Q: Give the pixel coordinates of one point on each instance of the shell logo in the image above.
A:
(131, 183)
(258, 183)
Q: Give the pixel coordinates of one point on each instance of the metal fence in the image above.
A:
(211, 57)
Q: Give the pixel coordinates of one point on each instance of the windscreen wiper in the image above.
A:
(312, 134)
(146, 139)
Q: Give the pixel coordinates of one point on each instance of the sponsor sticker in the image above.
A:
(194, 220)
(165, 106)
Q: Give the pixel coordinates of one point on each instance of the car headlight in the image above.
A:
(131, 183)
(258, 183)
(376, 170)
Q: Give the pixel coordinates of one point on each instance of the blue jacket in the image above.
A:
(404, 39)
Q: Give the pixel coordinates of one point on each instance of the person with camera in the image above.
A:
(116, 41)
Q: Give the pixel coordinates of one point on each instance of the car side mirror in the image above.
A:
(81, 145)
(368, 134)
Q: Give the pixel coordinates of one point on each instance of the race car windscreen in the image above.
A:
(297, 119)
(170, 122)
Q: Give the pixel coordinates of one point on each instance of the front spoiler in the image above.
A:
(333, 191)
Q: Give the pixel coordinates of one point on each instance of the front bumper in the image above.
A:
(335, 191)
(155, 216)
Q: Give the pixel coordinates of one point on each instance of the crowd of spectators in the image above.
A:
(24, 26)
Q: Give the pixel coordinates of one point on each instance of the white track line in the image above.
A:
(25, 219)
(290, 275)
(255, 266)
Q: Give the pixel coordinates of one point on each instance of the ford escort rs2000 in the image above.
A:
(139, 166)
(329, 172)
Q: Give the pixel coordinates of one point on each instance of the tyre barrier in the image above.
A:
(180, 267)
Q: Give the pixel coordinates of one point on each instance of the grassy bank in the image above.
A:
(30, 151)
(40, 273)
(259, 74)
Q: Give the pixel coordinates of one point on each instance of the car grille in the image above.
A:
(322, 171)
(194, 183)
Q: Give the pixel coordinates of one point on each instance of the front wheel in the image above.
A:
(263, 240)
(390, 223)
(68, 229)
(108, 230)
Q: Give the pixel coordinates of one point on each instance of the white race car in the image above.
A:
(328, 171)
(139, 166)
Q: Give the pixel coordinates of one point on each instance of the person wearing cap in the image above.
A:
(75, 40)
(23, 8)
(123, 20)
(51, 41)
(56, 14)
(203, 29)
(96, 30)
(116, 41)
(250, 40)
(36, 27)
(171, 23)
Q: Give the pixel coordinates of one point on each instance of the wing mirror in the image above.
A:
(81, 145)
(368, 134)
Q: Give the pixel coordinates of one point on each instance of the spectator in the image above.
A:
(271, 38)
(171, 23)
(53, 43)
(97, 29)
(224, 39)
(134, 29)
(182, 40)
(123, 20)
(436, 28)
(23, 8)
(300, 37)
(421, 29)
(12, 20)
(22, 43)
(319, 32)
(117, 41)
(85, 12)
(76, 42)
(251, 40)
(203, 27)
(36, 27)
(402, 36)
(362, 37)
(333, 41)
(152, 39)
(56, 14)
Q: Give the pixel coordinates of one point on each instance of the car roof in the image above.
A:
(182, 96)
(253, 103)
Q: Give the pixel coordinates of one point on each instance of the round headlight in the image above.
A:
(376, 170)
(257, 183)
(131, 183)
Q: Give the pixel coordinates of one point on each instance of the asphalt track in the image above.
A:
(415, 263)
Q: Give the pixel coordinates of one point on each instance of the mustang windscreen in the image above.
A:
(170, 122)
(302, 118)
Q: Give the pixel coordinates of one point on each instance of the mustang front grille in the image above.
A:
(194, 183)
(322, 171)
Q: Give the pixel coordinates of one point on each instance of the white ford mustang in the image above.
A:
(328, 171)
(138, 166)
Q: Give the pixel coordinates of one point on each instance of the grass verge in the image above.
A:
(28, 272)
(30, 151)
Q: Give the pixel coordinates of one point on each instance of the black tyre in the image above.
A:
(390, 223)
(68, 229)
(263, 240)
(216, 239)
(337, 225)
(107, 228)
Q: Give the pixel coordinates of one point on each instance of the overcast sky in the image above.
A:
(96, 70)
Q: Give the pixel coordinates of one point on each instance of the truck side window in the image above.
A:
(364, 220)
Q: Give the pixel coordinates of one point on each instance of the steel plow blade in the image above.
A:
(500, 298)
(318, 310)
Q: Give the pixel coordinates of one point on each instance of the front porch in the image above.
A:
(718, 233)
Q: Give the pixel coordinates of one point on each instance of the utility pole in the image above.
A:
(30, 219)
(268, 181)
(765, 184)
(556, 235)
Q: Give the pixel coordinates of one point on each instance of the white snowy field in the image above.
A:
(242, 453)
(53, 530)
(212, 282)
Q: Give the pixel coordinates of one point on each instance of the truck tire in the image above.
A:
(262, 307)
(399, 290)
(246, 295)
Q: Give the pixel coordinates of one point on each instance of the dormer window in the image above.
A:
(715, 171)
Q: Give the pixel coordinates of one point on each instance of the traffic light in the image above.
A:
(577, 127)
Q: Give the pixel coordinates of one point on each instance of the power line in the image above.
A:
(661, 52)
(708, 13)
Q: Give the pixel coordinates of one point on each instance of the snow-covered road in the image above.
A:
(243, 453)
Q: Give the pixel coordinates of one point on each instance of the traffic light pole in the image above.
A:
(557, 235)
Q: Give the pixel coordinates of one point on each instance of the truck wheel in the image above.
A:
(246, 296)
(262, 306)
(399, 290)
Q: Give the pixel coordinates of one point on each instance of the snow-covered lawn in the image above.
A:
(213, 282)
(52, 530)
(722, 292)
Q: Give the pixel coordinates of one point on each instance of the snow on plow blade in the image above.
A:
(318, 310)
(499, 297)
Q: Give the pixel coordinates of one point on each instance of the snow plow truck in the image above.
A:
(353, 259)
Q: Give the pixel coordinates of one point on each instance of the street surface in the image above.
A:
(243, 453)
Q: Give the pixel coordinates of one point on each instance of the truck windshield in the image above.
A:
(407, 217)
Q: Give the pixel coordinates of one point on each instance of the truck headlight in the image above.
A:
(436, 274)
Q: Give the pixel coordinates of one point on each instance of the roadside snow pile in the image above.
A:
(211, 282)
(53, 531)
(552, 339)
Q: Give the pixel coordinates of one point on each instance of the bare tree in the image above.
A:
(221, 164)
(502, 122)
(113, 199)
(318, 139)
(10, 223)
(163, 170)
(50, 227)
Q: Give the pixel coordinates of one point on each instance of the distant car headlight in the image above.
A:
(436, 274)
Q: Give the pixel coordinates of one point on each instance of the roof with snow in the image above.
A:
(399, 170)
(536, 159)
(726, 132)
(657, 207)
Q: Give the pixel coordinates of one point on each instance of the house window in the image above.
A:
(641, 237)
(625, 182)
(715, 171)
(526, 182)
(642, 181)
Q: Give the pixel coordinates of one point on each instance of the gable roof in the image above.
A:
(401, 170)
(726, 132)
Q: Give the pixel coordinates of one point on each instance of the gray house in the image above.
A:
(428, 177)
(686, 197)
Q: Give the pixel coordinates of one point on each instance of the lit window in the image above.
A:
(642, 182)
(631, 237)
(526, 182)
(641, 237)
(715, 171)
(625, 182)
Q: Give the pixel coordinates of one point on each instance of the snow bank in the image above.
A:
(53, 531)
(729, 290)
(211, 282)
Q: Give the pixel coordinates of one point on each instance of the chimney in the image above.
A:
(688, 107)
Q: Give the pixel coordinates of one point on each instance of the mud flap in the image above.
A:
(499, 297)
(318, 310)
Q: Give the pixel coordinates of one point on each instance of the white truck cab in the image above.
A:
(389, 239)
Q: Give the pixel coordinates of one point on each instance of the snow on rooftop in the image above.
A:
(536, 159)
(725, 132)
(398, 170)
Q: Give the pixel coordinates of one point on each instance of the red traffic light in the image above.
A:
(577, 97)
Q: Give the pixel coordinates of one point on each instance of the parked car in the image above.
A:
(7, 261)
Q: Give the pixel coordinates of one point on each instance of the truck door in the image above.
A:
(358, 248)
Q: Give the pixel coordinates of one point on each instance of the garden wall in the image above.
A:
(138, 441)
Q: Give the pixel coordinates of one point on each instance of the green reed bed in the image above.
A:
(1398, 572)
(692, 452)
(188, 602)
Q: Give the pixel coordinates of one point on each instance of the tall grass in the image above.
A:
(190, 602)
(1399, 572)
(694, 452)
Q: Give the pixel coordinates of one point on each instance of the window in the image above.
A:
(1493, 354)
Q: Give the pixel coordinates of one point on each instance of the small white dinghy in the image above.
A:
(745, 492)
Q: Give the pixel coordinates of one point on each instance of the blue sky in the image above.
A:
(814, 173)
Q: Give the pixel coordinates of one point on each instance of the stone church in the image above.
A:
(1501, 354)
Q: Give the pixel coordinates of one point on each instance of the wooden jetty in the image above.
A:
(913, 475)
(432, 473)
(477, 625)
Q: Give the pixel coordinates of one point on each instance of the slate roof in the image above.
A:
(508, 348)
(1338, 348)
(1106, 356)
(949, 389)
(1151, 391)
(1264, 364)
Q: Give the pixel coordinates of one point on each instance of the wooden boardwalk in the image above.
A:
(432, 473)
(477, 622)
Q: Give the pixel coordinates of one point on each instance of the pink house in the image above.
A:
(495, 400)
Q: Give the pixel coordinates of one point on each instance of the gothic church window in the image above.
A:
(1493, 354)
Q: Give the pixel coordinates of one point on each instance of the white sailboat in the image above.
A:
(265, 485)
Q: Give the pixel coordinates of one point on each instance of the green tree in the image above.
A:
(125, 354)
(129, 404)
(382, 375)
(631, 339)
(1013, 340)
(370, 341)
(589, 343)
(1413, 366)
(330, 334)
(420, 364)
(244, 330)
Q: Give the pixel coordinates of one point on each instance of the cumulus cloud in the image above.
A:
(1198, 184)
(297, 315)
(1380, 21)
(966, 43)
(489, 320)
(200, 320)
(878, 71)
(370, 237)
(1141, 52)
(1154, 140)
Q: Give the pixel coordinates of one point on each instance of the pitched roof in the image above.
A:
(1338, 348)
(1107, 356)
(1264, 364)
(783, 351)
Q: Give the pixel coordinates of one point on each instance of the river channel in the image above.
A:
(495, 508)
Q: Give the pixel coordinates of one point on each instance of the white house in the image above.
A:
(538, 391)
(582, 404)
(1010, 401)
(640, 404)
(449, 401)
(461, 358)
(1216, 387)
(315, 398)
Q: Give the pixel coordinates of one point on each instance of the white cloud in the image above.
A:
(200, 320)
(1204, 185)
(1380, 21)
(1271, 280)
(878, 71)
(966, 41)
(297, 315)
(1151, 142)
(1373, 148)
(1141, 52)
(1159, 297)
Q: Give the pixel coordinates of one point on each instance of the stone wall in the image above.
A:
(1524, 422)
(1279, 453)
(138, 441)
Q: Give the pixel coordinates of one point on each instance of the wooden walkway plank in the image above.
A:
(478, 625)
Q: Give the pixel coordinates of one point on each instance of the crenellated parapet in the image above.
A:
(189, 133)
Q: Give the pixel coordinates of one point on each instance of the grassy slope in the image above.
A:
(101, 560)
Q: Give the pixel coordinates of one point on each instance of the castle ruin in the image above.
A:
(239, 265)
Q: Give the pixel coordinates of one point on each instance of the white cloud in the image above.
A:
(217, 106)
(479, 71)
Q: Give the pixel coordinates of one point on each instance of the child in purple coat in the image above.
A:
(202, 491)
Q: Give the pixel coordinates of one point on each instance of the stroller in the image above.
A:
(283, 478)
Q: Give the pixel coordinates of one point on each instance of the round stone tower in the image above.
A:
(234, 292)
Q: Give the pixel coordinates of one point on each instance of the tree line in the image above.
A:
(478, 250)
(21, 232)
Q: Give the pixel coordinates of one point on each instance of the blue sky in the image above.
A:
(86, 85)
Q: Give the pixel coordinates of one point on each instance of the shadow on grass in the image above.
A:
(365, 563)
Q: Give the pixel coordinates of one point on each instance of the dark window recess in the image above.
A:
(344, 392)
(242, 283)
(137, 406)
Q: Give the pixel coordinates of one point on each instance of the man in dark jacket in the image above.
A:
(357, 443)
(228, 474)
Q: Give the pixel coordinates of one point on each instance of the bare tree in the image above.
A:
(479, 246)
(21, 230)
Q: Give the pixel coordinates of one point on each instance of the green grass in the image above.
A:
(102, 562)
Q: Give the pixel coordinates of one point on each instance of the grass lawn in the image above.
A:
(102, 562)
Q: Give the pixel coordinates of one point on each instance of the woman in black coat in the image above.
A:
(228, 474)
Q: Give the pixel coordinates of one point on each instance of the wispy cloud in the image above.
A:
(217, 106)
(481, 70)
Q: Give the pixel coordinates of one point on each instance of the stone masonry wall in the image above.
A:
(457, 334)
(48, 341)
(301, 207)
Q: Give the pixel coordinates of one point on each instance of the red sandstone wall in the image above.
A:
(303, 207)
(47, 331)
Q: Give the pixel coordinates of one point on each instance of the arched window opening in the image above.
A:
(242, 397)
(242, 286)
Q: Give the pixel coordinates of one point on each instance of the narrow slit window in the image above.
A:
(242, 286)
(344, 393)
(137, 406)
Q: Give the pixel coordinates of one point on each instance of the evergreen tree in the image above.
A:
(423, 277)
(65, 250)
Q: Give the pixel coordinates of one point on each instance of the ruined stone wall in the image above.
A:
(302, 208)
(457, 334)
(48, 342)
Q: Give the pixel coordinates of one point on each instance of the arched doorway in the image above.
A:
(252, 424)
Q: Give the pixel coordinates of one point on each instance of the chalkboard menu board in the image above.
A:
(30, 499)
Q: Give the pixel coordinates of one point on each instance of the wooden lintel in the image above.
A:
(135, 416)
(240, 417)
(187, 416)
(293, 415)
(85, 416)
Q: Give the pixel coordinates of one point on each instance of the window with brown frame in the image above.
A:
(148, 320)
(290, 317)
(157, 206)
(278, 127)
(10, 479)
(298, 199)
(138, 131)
************
» Activity
Return a copy of each line in the records above that has "arched" in it.

» Written solution
Q: Give the pixel coordinates of one point on each instance of the arched window opening in the image above.
Q: Give the pixel coordinates of one point on each instance of the arched doorway in the image above.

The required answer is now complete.